## REQUEST
Treat the line containing "of the reflective" as the first line and the final line of the material below as the last; reproduce that range exactly.

## DATA EXTRACT
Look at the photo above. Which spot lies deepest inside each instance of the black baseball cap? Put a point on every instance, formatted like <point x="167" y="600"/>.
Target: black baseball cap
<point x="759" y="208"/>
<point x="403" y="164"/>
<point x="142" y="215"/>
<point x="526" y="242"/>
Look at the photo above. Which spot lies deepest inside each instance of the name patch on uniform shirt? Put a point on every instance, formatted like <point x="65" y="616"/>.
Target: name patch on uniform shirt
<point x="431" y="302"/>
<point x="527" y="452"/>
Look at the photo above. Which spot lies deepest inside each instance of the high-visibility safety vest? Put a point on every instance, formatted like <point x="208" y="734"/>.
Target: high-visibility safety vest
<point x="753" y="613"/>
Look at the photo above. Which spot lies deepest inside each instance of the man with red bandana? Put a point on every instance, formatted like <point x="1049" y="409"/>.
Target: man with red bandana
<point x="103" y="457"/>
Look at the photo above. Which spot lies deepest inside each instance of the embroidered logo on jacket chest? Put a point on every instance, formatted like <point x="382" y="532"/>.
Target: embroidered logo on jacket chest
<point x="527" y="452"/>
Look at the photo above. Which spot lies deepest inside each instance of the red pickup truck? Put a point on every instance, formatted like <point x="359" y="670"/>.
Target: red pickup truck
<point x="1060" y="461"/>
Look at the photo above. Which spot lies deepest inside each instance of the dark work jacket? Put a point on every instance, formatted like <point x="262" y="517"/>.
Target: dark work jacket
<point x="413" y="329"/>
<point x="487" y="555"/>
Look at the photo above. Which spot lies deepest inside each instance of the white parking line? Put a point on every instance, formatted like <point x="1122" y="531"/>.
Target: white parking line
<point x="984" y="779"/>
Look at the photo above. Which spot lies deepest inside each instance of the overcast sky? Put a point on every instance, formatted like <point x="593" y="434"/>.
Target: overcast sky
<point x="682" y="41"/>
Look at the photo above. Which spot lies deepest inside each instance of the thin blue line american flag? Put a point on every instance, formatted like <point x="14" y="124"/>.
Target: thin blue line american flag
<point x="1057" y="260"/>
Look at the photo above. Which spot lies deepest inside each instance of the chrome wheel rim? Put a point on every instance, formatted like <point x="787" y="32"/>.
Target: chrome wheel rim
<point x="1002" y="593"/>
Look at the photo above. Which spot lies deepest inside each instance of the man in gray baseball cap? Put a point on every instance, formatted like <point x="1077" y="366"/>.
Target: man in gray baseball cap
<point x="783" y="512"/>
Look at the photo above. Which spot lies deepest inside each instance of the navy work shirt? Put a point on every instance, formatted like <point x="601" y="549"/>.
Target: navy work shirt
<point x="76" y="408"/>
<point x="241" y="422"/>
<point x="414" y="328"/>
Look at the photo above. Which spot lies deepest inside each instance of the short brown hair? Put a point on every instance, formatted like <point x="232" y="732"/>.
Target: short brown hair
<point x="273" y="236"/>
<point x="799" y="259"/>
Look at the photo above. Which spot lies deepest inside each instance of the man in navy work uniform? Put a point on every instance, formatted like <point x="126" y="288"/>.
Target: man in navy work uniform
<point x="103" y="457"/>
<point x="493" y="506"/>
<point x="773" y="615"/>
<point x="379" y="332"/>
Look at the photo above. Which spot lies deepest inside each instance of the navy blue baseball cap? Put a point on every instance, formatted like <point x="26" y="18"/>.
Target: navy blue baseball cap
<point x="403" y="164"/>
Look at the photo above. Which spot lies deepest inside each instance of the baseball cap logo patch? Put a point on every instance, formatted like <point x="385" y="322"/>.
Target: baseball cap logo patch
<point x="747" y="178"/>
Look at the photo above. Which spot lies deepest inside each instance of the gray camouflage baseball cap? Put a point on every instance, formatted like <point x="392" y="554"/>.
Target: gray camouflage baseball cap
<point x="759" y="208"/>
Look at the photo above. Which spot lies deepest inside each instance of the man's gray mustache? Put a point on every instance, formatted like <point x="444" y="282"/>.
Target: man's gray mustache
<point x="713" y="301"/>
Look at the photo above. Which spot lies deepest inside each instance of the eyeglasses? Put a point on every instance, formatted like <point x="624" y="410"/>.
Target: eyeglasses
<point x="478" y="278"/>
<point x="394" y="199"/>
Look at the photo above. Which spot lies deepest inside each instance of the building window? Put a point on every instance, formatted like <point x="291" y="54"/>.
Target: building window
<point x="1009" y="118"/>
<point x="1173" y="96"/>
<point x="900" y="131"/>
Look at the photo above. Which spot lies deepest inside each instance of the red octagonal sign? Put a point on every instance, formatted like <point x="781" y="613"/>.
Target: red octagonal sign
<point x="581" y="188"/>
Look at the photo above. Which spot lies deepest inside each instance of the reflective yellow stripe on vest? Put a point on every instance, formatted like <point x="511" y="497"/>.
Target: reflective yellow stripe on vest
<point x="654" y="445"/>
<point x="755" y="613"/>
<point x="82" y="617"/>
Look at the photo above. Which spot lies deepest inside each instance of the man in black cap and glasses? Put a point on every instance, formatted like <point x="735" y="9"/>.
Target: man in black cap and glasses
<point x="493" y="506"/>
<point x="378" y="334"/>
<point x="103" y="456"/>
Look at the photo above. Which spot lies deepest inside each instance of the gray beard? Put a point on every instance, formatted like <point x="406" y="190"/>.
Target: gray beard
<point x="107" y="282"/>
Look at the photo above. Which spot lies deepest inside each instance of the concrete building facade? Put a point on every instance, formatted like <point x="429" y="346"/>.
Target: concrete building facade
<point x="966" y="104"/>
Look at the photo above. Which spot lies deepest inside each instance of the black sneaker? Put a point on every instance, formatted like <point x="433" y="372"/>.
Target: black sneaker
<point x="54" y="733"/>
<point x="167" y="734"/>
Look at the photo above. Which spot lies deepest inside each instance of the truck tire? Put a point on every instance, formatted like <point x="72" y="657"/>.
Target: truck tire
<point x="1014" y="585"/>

## WORKED SOLUTION
Look at the photo above. Which spot lies deepest inside each instance of the reflective yellow stripe on vest? Put a point on every instance, formatted like <point x="511" y="497"/>.
Target: reflective yellow stripe on vest
<point x="654" y="445"/>
<point x="755" y="613"/>
<point x="82" y="617"/>
Look at the photo above. Which spot lies deepest inside each instance of the man in black cap and glasses? Put a point on every instance, formatted like <point x="735" y="9"/>.
Target: man in black cap and glasses
<point x="493" y="506"/>
<point x="378" y="334"/>
<point x="103" y="456"/>
Look at the photo above. Which spot lies deepest inside each instance of the gray beard? Put a point on every instance, formatted like <point x="406" y="190"/>.
Target: gray beard
<point x="107" y="282"/>
Look at the photo above. Which spot lies deepest inside each instance of the concrete building facade? Put a point on every instance, formatted like <point x="429" y="346"/>.
Target: concrete building facade
<point x="966" y="104"/>
Look at the photo above. Which spot lies deepest inside each instance of the black sneaker? Put a point on every instance, formatted like <point x="433" y="372"/>.
Target: black sneaker
<point x="54" y="733"/>
<point x="167" y="734"/>
Look at the photo above. Which spot lies deepest inside each instance of the truck tire? Put a point on every instance, formatted like <point x="72" y="657"/>.
Target: truck tire
<point x="1014" y="585"/>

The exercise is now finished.